● Stated goal:
Copy the data that follows, character for character, minus the pictures.

● Materials provided:

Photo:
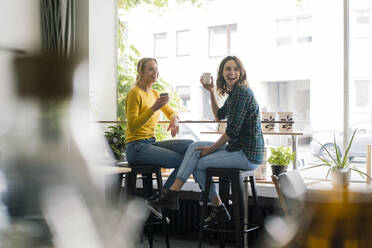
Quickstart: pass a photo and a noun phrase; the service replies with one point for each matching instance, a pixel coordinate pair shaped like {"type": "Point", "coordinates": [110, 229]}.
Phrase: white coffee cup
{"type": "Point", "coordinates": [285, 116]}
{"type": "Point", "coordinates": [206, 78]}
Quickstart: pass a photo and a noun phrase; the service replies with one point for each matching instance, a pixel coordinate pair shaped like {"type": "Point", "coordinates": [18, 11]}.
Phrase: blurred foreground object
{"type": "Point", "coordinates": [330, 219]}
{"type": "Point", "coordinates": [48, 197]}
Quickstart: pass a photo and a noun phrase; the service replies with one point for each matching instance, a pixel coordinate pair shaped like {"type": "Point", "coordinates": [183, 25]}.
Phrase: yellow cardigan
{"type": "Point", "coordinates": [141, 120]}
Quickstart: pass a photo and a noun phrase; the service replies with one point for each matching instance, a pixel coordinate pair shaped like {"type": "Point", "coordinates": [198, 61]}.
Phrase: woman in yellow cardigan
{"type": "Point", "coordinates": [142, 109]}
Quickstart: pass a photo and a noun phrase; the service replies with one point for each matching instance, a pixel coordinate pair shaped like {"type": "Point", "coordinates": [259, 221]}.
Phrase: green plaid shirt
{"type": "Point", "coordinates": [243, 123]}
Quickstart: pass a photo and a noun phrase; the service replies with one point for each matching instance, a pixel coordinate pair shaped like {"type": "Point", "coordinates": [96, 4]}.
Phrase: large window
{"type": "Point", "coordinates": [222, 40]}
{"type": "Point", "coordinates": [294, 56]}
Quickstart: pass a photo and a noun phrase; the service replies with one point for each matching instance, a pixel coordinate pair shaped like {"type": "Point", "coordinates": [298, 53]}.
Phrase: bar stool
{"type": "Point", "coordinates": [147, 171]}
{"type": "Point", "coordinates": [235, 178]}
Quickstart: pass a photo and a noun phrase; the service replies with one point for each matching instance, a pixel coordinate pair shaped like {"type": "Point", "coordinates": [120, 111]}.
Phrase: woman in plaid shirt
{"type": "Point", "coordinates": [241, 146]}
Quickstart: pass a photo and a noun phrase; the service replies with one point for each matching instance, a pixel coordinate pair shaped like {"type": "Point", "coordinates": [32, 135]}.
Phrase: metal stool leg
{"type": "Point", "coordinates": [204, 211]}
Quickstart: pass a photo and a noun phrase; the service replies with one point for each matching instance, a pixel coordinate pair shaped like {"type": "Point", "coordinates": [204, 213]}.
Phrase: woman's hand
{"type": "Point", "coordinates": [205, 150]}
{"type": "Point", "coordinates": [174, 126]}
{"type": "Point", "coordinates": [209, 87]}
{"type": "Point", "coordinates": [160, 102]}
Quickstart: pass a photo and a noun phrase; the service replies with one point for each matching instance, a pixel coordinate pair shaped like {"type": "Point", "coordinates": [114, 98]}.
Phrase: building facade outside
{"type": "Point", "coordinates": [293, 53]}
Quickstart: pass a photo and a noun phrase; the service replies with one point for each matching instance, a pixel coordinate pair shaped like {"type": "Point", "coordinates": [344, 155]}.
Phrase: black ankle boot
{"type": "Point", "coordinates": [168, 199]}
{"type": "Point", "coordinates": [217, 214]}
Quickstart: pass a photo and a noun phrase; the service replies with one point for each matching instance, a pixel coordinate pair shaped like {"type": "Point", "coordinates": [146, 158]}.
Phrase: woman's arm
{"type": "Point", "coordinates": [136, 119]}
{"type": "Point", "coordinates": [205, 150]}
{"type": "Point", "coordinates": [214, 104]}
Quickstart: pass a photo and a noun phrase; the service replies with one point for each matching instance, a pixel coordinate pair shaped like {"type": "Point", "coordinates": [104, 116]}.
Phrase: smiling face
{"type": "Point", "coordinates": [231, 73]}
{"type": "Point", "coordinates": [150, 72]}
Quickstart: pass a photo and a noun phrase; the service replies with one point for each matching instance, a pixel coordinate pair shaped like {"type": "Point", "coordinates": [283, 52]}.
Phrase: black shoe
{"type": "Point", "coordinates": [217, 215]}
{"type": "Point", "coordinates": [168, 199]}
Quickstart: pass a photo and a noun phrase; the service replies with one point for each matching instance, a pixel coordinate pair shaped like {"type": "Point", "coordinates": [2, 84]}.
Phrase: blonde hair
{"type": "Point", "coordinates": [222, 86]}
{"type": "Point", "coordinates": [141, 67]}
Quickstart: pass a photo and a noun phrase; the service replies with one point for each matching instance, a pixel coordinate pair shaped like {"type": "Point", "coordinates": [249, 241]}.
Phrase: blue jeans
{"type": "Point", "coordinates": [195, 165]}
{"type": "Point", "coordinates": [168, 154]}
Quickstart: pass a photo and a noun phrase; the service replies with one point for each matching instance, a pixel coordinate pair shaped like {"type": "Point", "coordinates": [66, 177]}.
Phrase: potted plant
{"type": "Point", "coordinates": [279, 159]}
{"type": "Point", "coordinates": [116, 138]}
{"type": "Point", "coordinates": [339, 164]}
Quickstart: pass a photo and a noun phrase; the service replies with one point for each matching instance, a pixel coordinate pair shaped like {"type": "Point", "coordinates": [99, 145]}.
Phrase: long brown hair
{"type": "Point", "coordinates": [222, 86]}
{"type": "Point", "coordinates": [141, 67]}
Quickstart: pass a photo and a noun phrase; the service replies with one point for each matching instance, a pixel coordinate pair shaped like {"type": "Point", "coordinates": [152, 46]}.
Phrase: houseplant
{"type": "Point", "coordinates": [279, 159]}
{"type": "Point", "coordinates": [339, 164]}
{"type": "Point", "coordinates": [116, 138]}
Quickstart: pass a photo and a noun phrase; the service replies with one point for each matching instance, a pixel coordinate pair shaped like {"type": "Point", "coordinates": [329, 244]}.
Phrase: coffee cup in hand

● Correct response:
Photo:
Quickstart: pass a photo and a noun phrase; the service replies with one point for each matching instance, a pixel coordinate pair shaped like {"type": "Point", "coordinates": [110, 229]}.
Phrase: white coffee cup
{"type": "Point", "coordinates": [285, 116]}
{"type": "Point", "coordinates": [206, 78]}
Quickstart: pass a photo and a noun phrase; the service replies with one point for each matching instance, a pixel coordinate pair shaped like {"type": "Point", "coordinates": [18, 11]}.
Phrase: blurred foreground object
{"type": "Point", "coordinates": [330, 219]}
{"type": "Point", "coordinates": [48, 197]}
Quickstart: pass a photo and a noun phrase; the service replies with one point for each matching instance, a pixel coordinate pair shaped like {"type": "Point", "coordinates": [183, 25]}.
Phrase: yellow cardigan
{"type": "Point", "coordinates": [141, 120]}
Quickstart: pass a photo and a noun phrase; the service replies with one point for each matching instance, a pixel coordinate pair shaped like {"type": "Point", "coordinates": [198, 61]}.
Phrase: woman in yellow cardigan
{"type": "Point", "coordinates": [142, 109]}
Quickstart: pass a photo and a noun phrase; the service replies with one point for each matching instance, a pixel coordinate pair shaped like {"type": "Point", "coordinates": [259, 221]}.
Phrase: green plaid shirt
{"type": "Point", "coordinates": [243, 123]}
Quickstart: pass a photo and a noun phrase; the service replies with one point for each matching instance, a pixel coordinate pair shaped like {"type": "Point", "coordinates": [96, 4]}.
Phrase: large window
{"type": "Point", "coordinates": [222, 40]}
{"type": "Point", "coordinates": [294, 56]}
Quickstart: pass a photo and a noun phrase; the service replies with one point for each matching instance, a pixel coordinate pair shaped like {"type": "Point", "coordinates": [298, 53]}.
Phrase: bar stool
{"type": "Point", "coordinates": [147, 171]}
{"type": "Point", "coordinates": [235, 178]}
Quickstart: pass a photo and a noun phrase; the service replies with one point for each matching instance, a pixel coordinate pair shaped like {"type": "Point", "coordinates": [120, 111]}.
Phrase: woman in plaid shirt
{"type": "Point", "coordinates": [241, 146]}
Quickstart: pass a photo and a noun phrase; the service replies with one point for each matching instance, a pixel coordinate pair shaped like {"type": "Point", "coordinates": [32, 135]}.
Phrase: metal stool leg
{"type": "Point", "coordinates": [204, 211]}
Quickstart: pass a photo and a noun phrase; the service replies with one point for each matching instance, a pixel coordinate pair shaped like {"type": "Point", "coordinates": [204, 213]}.
Phrase: woman's hand
{"type": "Point", "coordinates": [205, 150]}
{"type": "Point", "coordinates": [174, 126]}
{"type": "Point", "coordinates": [209, 87]}
{"type": "Point", "coordinates": [160, 102]}
Quickstart: pass a photo and a noun phrase; the service replies with one point for each matching instance, a pixel coordinate pair shaped like {"type": "Point", "coordinates": [114, 98]}.
Phrase: building facade outside
{"type": "Point", "coordinates": [293, 53]}
Quickstart: pass a photo and a noun phrase; the service replies with one point for each matching instance, a pixel coordinate pair shaped like {"type": "Point", "coordinates": [344, 155]}.
Phrase: black ankle boot
{"type": "Point", "coordinates": [168, 199]}
{"type": "Point", "coordinates": [217, 214]}
Quickstart: pass a photo and a noun phrase; the service replies with one point for each matching instance, a pixel coordinate pair shaped like {"type": "Point", "coordinates": [146, 158]}.
Phrase: woman's arm
{"type": "Point", "coordinates": [136, 119]}
{"type": "Point", "coordinates": [205, 150]}
{"type": "Point", "coordinates": [214, 104]}
Quickstart: pass a photo and a noun phrase; the service replies with one point for each matching instance, a pixel coordinate pair shaped like {"type": "Point", "coordinates": [104, 116]}.
Phrase: smiling face
{"type": "Point", "coordinates": [231, 73]}
{"type": "Point", "coordinates": [150, 72]}
Quickstart: pass a photo and a noun phrase; the service replies with one point for each matching instance, a pixel coordinate pair shaped like {"type": "Point", "coordinates": [283, 52]}.
Phrase: black shoe
{"type": "Point", "coordinates": [217, 215]}
{"type": "Point", "coordinates": [168, 199]}
Quickstart: pass a photo and a noun phrase; the service replies with one point for each matching instance, a pixel coordinate pair shaped like {"type": "Point", "coordinates": [2, 84]}.
Phrase: blonde hair
{"type": "Point", "coordinates": [222, 86]}
{"type": "Point", "coordinates": [141, 67]}
Quickstart: pass a photo and a noun phrase; the service replies with one point for each matching instance, a pixel coordinate pair shaped like {"type": "Point", "coordinates": [249, 241]}.
Phrase: blue jeans
{"type": "Point", "coordinates": [195, 165]}
{"type": "Point", "coordinates": [168, 154]}
Quickstart: pass a photo and a noun phrase; the service replies with one point for each matching instance, a pixel coordinate pair shaped like {"type": "Point", "coordinates": [66, 177]}.
Phrase: potted plant
{"type": "Point", "coordinates": [279, 159]}
{"type": "Point", "coordinates": [116, 138]}
{"type": "Point", "coordinates": [339, 164]}
Quickstart: pass a photo and a noun phrase; the service replies with one point for each matching instance, a pixel coordinate pair shaped like {"type": "Point", "coordinates": [99, 145]}.
Phrase: long brown hair
{"type": "Point", "coordinates": [222, 86]}
{"type": "Point", "coordinates": [141, 67]}
Quickstart: pass a photo and a noun phrase; the service replies with one point for each matching instance, a pixel coordinate pair shaped like {"type": "Point", "coordinates": [152, 46]}.
Phrase: houseplant
{"type": "Point", "coordinates": [279, 159]}
{"type": "Point", "coordinates": [339, 164]}
{"type": "Point", "coordinates": [116, 138]}
Quickstart: pass a photo and a noun phrase; the service replies with one point for each matching instance, a pixel coordinate pair shaped like {"type": "Point", "coordinates": [329, 244]}.
Phrase: coffee cup in hand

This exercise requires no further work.